(REQUEST): Every entry below should be printed exactly, without its images.

[Dataset entries]
═══

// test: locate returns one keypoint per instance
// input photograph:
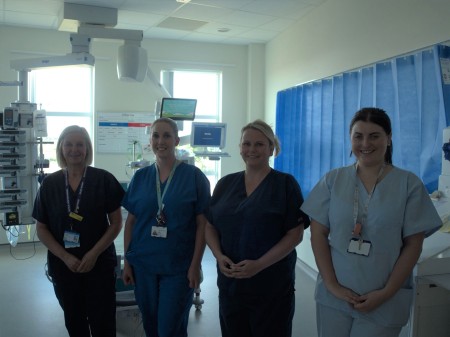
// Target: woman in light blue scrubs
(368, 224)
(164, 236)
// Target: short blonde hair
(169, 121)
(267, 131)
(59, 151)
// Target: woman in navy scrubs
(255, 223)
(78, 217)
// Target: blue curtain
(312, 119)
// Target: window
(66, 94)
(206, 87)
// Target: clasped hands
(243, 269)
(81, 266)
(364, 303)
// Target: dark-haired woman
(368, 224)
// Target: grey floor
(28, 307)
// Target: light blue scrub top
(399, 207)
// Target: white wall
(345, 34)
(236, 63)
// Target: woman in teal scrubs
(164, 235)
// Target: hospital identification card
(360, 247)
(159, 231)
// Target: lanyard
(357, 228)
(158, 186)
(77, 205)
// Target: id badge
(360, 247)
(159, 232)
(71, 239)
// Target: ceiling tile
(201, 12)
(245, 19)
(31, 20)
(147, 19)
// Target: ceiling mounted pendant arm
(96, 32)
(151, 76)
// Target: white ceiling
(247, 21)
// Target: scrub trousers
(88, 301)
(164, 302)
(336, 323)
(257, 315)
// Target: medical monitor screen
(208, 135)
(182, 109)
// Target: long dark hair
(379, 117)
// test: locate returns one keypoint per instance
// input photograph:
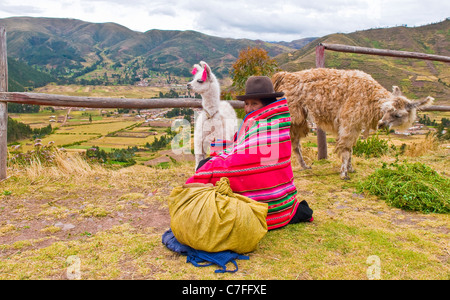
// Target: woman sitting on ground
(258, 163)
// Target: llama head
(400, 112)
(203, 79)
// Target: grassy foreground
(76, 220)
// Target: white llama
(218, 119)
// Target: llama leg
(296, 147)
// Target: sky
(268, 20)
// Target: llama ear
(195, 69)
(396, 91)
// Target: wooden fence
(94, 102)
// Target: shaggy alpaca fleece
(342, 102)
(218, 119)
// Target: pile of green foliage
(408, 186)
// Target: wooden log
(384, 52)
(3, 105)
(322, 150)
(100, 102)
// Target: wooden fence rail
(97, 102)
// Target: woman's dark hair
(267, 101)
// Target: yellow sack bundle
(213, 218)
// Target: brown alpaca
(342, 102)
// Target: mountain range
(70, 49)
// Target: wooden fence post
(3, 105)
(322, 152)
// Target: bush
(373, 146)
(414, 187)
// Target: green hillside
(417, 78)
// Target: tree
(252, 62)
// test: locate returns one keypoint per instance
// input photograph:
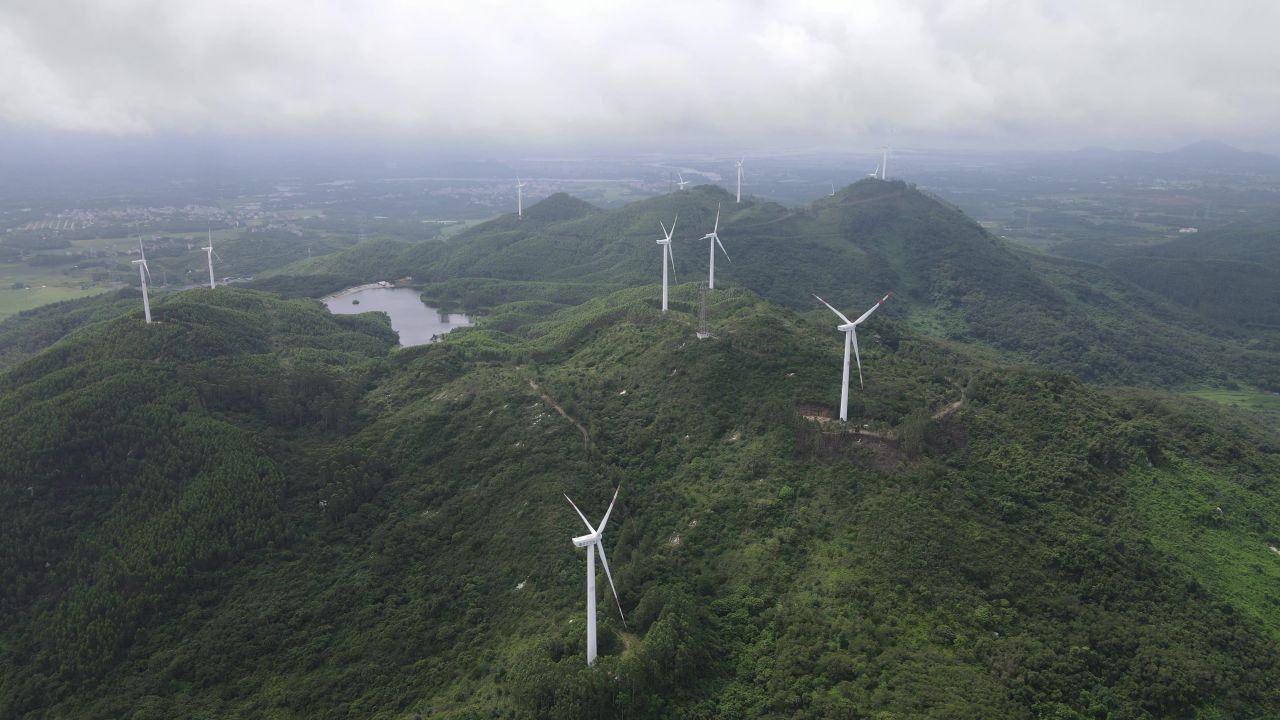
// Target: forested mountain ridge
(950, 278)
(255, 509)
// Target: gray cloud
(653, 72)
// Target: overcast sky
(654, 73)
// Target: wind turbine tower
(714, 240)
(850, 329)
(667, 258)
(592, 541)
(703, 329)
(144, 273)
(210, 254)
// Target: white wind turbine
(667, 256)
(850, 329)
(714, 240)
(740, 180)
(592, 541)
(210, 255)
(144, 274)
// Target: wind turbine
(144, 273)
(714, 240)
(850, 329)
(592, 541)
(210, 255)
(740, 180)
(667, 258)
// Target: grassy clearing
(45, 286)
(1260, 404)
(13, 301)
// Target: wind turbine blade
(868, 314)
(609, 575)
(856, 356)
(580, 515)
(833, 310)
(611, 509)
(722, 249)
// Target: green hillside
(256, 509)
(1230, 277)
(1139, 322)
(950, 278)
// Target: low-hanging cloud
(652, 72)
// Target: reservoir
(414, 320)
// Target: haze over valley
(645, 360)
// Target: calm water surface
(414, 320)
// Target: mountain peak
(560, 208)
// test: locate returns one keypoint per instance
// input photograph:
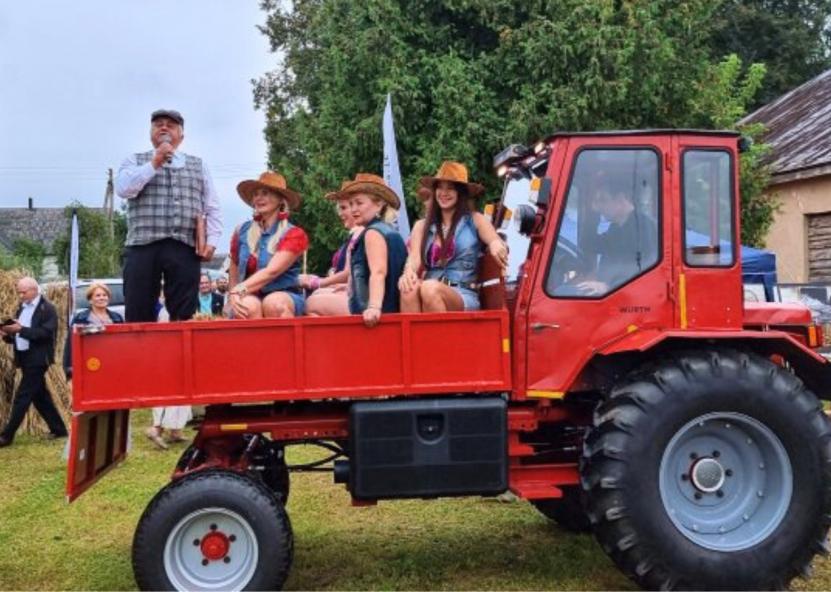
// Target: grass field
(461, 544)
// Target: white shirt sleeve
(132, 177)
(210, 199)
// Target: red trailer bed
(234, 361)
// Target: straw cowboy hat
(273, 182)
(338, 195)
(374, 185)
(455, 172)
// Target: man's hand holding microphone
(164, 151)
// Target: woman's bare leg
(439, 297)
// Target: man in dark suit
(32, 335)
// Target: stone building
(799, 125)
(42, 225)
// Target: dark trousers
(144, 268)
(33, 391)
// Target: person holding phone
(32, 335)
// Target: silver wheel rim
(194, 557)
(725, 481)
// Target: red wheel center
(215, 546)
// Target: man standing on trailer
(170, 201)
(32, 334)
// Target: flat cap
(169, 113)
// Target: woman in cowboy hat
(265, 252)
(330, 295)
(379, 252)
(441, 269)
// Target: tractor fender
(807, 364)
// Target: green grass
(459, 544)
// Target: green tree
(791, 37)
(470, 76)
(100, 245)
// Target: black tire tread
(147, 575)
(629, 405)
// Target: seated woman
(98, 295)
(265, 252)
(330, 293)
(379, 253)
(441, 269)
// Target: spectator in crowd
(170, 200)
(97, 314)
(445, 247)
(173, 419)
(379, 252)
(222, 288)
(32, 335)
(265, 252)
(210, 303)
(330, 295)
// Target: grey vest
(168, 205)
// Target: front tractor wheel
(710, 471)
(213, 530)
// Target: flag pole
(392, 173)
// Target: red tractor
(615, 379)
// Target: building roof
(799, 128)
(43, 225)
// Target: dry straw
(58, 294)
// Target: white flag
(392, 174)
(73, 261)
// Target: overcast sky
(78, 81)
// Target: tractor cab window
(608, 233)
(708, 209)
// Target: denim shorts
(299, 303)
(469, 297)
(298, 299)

═══

(EXERCISE RESULT):
// test: locate returns one keypoint per instance
// input photograph:
// Target: woman in light blue scrubs
(368, 224)
(164, 236)
// Target: short blonde hair
(169, 121)
(267, 131)
(59, 151)
// Target: woman in navy scrubs
(255, 223)
(78, 217)
// Target: blue curtain
(312, 119)
// Target: window
(66, 94)
(206, 87)
// Target: clasped hands
(243, 269)
(81, 266)
(364, 303)
// Target: dark-haired woman
(368, 224)
// Target: grey floor
(28, 307)
// Target: light blue scrub top
(399, 207)
// Target: white wall
(345, 34)
(236, 63)
// Target: woman in teal scrubs
(164, 235)
// Target: hospital identification card
(360, 247)
(159, 231)
// Target: lanyard
(357, 228)
(158, 186)
(77, 205)
// Target: id badge
(360, 247)
(159, 232)
(71, 239)
// Target: ceiling tile
(201, 12)
(245, 19)
(31, 20)
(147, 19)
// Target: ceiling mounted pendant arm
(96, 32)
(151, 76)
// Target: white ceiling
(247, 21)
// Target: scrub trousers
(88, 301)
(164, 302)
(336, 323)
(257, 315)
// Target: medical monitor screen
(208, 135)
(182, 109)
// Target: long dark hair
(379, 117)
// test: locate returns one keypoint per instance
// input photograph:
// Target: woman sitting on ground
(258, 163)
// Target: llama head
(400, 112)
(203, 79)
// Target: grassy foreground
(76, 220)
// Target: white llama
(218, 119)
// Target: llama leg
(296, 147)
// Target: sky
(268, 20)
// Target: llama ear
(195, 69)
(396, 91)
// Target: wooden fence
(94, 102)
// Target: shaggy alpaca fleece
(342, 102)
(218, 119)
// Target: pile of green foliage
(408, 186)
// Target: wooden log
(384, 52)
(3, 105)
(322, 150)
(100, 102)
// Target: wooden fence rail
(97, 102)
// Target: woman's dark hair
(267, 101)
// Target: yellow sack bundle
(213, 218)
// Target: brown alpaca
(342, 102)
// Target: mountain range
(70, 49)
// Target: wooden fence post
(3, 105)
(322, 152)
// Target: bush
(373, 146)
(414, 187)
// Target: green hillside
(417, 78)
// Target: tree
(252, 62)
// test: locate returns one keypoint per instance
// input photograph:
// Target: forested mountain ridge
(950, 278)
(255, 509)
// Target: gray cloud
(653, 72)
// Target: overcast sky
(654, 73)
// Target: wind turbine tower
(714, 240)
(850, 329)
(667, 258)
(592, 541)
(703, 329)
(144, 273)
(210, 254)
// Target: white wind turbine
(667, 256)
(850, 329)
(714, 240)
(740, 180)
(592, 541)
(210, 255)
(144, 274)
// Target: wind turbine
(144, 273)
(714, 240)
(850, 329)
(592, 541)
(210, 255)
(740, 180)
(667, 258)
// Target: grassy clearing
(45, 286)
(1260, 404)
(13, 301)
// Target: wind turbine blade
(868, 314)
(609, 575)
(856, 356)
(580, 515)
(833, 310)
(611, 509)
(722, 249)
// Target: green hillside
(256, 509)
(1230, 277)
(1139, 322)
(950, 278)
// Target: low-hanging cloud
(652, 72)
// Target: reservoir
(414, 320)
// Target: haze over valley
(645, 360)
// Target: calm water surface
(414, 320)
// Target: mountain peak
(560, 208)
// test: locate returns one keypoint per instance
// input photograph:
// Target: grass field
(461, 544)
// Target: white shirt sleeve
(132, 177)
(210, 199)
// Target: red trailer bed
(234, 361)
// Target: straw cowboy hat
(273, 182)
(338, 195)
(374, 185)
(455, 172)
// Target: man's hand holding microphone
(164, 151)
// Target: woman's bare leg
(439, 297)
// Target: man in dark suit
(32, 335)
// Target: stone building
(799, 125)
(42, 225)
// Target: dark trousers
(144, 268)
(33, 391)
// Target: person holding phone
(32, 335)
// Target: silver wheel rim
(194, 557)
(725, 481)
// Target: red wheel center
(215, 546)
// Target: man standing on trailer
(170, 201)
(32, 334)
// Target: flat cap
(169, 113)
// Target: woman in cowboy hat
(265, 252)
(330, 295)
(379, 252)
(441, 269)
// Target: tractor fender
(807, 364)
// Target: green grass
(459, 544)
// Target: green tree
(791, 37)
(470, 76)
(100, 245)
// Target: black tire tread
(147, 575)
(629, 405)
// Target: seated woman
(98, 295)
(265, 252)
(330, 293)
(379, 253)
(441, 269)
// Target: spectator in crowd
(170, 200)
(97, 314)
(445, 247)
(173, 419)
(379, 252)
(222, 288)
(32, 335)
(265, 252)
(210, 303)
(330, 295)
// Target: grey vest
(168, 205)
// Target: front tractor wheel
(710, 471)
(213, 530)
// Target: flag pole
(392, 173)
// Target: red tractor
(615, 379)
// Target: building roof
(799, 128)
(43, 225)
// Target: dry straw
(58, 294)
// Target: white flag
(392, 174)
(73, 261)
// Target: overcast sky
(78, 81)
// Target: tractor cab window
(608, 233)
(708, 209)
// Target: denim shorts
(299, 303)
(469, 297)
(298, 299)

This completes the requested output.